Participants from Congress, HHS, NIH and the Kidney Community Discuss Private-Public Partnership to Advance Care, Research & Innovation for Individuals with Kidney Diseases, Kidney Failure, and Kidney Transplants
The briefing featured speakers representing the Congressional Kidney Caucus, the Department of Health & Human Services (HHS), the National Institutes of Health (NIH), and leadership from the kidney physician, patient and broader community. In a timely and detailed discussion, the panelists tied together the public and private initiatives, incentives and investments, both underway and still needed, that will pave the way forward for the most effective and efficient treatments and innovations.
“This is the kidney community’s 'moon shot'. Our community and the 40 million Americans who are living with kidney disease are long overdue for new ways to tackle this disease, and we are pleased with the momentum we’re seeing on several important fronts, including the exciting progress with KidneyX at HHS,” said Dr. Allen Nissenson, chair of Kidney Care Partners (KCP), who served as emcee of the event. “The fact of the matter is we need better treatment options, new therapies, improved technologies and greater availability of donor organs for those seeking transplants. Further, we need better guidelines for managing disease conditions to ensure kidney disease patients are getting the best available care.”
Dr. Mark Okusa, President of the American Society of Nephrology (ASN) added, “Today, we celebrate two promising vehicles aimed at spurring new developments in the care for people with kidney diseases. As a public-private partnership between the American Society of Nephrology and U.S. Department of Health & Human Services, KidneyX will foster multidisciplinary collaboration to accelerate innovation in the prevention, diagnosis, and treatment of kidney diseases. We are also enthusiastic about the Kidney Precision Medicine Project, launched by the National Institute of Diabetes and Digestive and Kidney Diseases, which will enable precision medicine to find specific drug targets and enable highly individualized kidney care.”

■ ■ ■ ■ ■ ■ ■

▶ **Assignment**: Set down the whole text on the kidney care partnership briefing word for word. The entries have nothing to do with the text above.

■ ■ ■ ■ ■ ■ ■

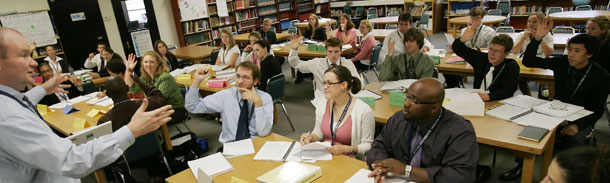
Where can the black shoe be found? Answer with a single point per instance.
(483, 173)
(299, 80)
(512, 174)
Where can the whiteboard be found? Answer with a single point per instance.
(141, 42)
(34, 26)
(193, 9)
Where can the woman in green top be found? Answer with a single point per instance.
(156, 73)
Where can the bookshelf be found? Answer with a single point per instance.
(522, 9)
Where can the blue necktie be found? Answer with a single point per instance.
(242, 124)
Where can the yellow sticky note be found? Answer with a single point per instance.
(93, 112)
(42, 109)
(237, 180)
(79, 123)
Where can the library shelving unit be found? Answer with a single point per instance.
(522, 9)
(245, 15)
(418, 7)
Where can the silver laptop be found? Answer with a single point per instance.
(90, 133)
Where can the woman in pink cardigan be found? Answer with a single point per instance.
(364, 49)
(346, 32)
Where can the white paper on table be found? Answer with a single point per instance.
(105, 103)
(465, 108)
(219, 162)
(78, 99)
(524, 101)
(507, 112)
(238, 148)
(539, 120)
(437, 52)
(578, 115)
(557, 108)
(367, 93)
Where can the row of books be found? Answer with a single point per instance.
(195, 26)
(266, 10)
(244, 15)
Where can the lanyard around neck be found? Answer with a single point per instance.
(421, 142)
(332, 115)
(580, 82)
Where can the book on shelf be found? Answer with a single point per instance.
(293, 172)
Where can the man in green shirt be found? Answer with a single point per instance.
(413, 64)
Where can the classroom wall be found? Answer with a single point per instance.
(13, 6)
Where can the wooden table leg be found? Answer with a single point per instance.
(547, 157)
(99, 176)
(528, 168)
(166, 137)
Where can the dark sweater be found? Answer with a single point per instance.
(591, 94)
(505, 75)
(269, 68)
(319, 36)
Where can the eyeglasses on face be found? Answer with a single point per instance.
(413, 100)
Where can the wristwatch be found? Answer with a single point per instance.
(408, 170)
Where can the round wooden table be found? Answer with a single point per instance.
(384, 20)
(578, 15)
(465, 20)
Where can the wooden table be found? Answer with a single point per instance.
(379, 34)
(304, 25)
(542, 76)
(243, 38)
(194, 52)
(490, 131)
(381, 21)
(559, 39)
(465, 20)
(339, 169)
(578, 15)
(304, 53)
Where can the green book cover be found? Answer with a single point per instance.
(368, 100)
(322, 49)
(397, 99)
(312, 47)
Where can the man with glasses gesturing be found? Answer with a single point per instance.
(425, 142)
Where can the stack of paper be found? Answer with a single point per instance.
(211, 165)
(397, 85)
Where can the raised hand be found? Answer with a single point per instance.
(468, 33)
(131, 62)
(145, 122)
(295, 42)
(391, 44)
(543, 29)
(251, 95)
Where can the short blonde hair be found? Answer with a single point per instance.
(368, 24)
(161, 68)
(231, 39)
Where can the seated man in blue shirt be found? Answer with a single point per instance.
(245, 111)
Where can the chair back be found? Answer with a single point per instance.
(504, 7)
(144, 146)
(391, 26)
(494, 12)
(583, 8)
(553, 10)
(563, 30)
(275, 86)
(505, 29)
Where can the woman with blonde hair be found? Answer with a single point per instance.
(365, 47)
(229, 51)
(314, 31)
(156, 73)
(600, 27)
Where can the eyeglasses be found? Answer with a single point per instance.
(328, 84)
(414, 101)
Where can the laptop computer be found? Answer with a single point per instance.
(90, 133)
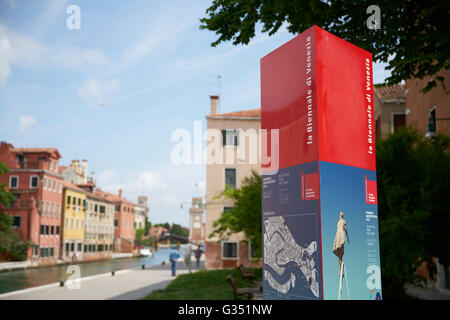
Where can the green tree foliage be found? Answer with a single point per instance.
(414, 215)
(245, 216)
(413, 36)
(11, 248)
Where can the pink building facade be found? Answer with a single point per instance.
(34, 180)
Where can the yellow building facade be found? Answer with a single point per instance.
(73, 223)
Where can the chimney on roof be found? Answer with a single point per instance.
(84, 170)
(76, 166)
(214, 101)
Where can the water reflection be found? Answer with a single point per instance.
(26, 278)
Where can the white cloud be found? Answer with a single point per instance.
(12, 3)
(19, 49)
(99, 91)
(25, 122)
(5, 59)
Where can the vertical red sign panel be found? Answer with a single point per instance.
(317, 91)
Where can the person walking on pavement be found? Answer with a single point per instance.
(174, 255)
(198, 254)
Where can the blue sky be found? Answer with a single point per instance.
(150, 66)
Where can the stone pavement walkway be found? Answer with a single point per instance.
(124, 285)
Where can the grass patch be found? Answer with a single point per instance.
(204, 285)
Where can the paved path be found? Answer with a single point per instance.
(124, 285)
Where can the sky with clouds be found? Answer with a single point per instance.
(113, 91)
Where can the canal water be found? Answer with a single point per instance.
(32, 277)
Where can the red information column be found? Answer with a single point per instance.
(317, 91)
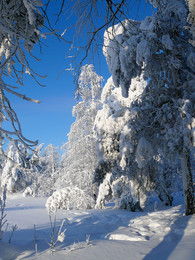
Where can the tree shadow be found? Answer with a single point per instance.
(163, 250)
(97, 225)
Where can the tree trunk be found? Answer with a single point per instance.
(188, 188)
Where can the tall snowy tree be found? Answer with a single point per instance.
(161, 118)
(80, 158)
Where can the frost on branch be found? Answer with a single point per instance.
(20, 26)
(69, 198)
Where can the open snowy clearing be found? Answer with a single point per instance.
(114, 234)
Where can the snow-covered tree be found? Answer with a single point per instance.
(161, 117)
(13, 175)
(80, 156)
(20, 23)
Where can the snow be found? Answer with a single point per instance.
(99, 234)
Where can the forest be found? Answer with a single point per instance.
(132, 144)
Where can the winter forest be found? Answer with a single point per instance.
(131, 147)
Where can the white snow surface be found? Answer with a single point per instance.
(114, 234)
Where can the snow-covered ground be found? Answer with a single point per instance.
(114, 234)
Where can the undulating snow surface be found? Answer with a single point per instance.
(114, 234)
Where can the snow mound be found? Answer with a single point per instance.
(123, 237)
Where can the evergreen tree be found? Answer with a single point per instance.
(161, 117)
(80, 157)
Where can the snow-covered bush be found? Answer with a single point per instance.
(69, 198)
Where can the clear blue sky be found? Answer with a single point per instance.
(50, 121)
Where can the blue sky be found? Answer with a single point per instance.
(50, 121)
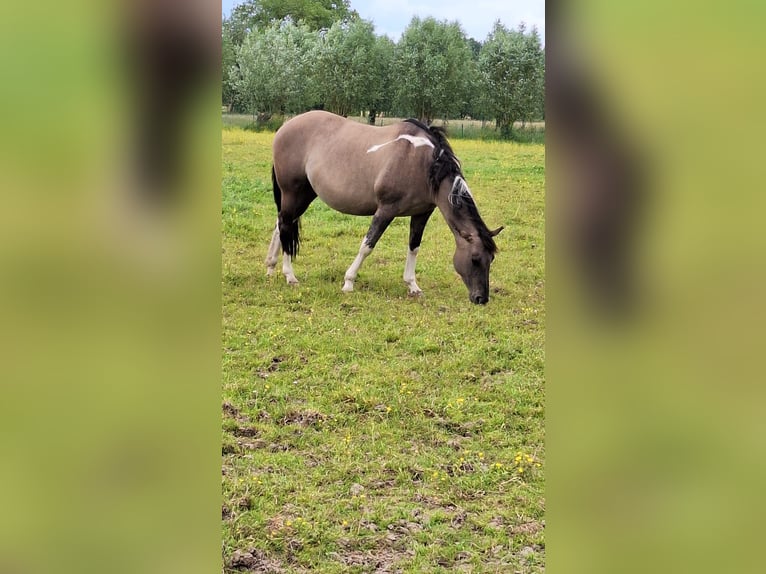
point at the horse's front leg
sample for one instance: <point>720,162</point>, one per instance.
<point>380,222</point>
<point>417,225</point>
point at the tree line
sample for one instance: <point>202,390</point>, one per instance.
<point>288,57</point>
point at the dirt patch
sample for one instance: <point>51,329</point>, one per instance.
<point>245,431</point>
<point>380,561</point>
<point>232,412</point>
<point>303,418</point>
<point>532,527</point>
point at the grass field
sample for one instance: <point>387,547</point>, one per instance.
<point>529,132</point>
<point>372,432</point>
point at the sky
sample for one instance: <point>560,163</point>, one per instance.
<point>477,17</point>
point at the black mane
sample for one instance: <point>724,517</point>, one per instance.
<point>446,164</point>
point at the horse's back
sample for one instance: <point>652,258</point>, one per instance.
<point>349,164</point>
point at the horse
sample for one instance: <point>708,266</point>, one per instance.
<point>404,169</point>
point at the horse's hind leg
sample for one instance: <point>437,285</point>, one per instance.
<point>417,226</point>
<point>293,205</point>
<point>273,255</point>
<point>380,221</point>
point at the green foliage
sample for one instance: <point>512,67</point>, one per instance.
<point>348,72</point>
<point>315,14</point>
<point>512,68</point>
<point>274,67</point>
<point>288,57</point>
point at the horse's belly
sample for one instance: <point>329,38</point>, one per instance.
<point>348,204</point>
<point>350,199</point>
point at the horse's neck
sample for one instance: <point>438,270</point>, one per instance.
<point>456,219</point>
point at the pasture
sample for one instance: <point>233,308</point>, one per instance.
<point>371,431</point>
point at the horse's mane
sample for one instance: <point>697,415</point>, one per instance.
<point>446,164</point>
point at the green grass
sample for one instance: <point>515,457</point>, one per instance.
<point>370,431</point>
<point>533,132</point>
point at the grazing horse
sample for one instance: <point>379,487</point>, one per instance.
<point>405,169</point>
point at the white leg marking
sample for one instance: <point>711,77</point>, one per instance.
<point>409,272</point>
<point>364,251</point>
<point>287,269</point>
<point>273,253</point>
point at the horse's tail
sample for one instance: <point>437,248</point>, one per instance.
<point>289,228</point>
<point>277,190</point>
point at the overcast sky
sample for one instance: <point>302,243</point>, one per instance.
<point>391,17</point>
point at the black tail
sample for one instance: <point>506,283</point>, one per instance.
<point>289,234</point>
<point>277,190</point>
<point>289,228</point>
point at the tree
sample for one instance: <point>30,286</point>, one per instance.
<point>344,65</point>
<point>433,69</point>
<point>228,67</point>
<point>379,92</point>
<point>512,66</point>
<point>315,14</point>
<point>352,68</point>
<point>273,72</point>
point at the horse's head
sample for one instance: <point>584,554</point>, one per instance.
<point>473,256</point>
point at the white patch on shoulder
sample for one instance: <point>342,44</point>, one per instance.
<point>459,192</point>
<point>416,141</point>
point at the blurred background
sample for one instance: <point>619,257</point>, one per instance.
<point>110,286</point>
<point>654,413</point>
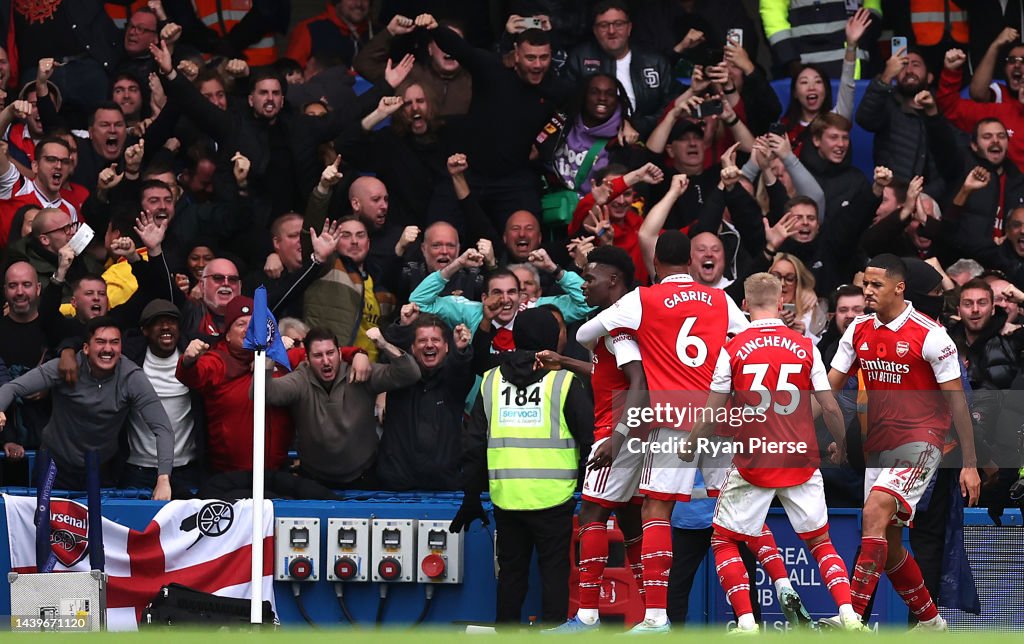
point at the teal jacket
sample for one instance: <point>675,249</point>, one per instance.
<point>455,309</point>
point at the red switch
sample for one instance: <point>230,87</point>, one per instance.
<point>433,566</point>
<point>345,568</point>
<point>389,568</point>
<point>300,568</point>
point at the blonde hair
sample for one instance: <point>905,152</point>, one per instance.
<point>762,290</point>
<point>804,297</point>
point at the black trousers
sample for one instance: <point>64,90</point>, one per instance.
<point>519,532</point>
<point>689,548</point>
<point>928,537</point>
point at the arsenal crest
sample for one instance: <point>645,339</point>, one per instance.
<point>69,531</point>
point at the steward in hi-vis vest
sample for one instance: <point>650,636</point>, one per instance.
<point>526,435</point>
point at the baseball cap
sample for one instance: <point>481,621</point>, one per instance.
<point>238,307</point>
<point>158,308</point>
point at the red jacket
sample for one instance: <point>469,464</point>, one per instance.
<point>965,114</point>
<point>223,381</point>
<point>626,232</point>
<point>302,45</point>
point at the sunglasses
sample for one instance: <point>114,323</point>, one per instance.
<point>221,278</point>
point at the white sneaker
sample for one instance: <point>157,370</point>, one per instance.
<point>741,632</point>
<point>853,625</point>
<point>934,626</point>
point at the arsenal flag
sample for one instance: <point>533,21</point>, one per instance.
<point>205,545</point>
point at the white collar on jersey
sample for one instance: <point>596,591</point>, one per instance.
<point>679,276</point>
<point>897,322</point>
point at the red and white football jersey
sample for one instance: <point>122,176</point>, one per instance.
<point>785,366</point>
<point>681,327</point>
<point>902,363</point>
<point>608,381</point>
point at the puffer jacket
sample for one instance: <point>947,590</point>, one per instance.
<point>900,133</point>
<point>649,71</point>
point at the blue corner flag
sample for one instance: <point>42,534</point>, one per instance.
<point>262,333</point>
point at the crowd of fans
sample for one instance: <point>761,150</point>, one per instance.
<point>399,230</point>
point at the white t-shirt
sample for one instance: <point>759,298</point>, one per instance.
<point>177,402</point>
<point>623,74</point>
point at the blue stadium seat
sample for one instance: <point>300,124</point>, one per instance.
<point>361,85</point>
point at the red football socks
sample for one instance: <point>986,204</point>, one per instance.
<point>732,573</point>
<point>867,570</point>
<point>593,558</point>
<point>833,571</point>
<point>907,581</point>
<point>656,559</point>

■ ■ ■ ■ ■ ■ ■

▶ **Answer box**:
Participants from Congress, HHS, NIH and the Kidney Community Discuss Private-Public Partnership to Advance Care, Research & Innovation for Individuals with Kidney Diseases, Kidney Failure, and Kidney Transplants
The briefing featured speakers representing the Congressional Kidney Caucus, the Department of Health & Human Services (HHS), the National Institutes of Health (NIH), and leadership from the kidney physician, patient and broader community. In a timely and detailed discussion, the panelists tied together the public and private initiatives, incentives and investments, both underway and still needed, that will pave the way forward for the most effective and efficient treatments and innovations.
“This is the kidney community’s 'moon shot'. Our community and the 40 million Americans who are living with kidney disease are long overdue for new ways to tackle this disease, and we are pleased with the momentum we’re seeing on several important fronts, including the exciting progress with KidneyX at HHS,” said Dr. Allen Nissenson, chair of Kidney Care Partners (KCP), who served as emcee of the event. “The fact of the matter is we need better treatment options, new therapies, improved technologies and greater availability of donor organs for those seeking transplants. Further, we need better guidelines for managing disease conditions to ensure kidney disease patients are getting the best available care.”
Dr. Mark Okusa, President of the American Society of Nephrology (ASN) added, “Today, we celebrate two promising vehicles aimed at spurring new developments in the care for people with kidney diseases. As a public-private partnership between the American Society of Nephrology and U.S. Department of Health & Human Services, KidneyX will foster multidisciplinary collaboration to accelerate innovation in the prevention, diagnosis, and treatment of kidney diseases. We are also enthusiastic about the Kidney Precision Medicine Project, launched by the National Institute of Diabetes and Digestive and Kidney Diseases, which will enable precision medicine to find specific drug targets and enable highly individualized kidney care.”